◆ WRITTEN EXERCISE ◆
Can you copy out every one of the following entries line for line, without changing anything?
____ ITEMS
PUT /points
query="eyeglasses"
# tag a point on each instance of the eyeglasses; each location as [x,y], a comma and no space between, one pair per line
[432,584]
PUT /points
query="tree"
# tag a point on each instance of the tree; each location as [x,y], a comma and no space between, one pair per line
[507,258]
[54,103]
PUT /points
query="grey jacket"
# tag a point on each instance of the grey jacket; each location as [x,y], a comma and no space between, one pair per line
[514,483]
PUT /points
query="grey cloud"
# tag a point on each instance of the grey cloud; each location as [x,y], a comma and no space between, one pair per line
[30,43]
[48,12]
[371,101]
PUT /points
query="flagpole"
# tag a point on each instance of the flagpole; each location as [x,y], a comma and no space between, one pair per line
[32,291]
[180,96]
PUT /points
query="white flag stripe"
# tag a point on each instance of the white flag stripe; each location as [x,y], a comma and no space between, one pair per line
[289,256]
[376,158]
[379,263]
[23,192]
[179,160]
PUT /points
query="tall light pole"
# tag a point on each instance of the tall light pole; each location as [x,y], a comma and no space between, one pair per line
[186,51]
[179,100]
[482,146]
________
◆ WRITTEN SOLUTION ◆
PUT /points
query="eyeglasses"
# tag a point on each instance of the eyeglasses; each location as [x,y], a comma and no space between, one pair per line
[432,584]
PUT /points
query="tree"
# tag a point on each instance of the tree; each location as [x,y], a comma and no space between, one pair per line
[507,258]
[54,103]
PUT /points
query="grey jacket"
# tag a point on each instance of the grey jacket; each location as [x,y], a comma and no space between, one pair per line
[514,483]
PUT /points
query="grey cloud"
# tag a point on each instance of the grey cloud; each location as [x,y], a comma and no space between, one pair per line
[30,43]
[48,12]
[371,101]
PUT /points
query="flagpole"
# tag a point on each instance of the flagpole; each location as [x,y], a comma and no space between, one pair per line
[32,291]
[180,96]
PUT /points
query="white flag stripe"
# tag a point on each instance of the white flag stripe; each location as [x,y], a comma and no space between, one pair per line
[289,256]
[376,158]
[379,263]
[23,192]
[179,160]
PUT /points
query="tall light pole"
# tag a point on each instance of the tall light pole; each location as [x,y], a comma and no space between, one pair per line
[186,51]
[179,100]
[482,146]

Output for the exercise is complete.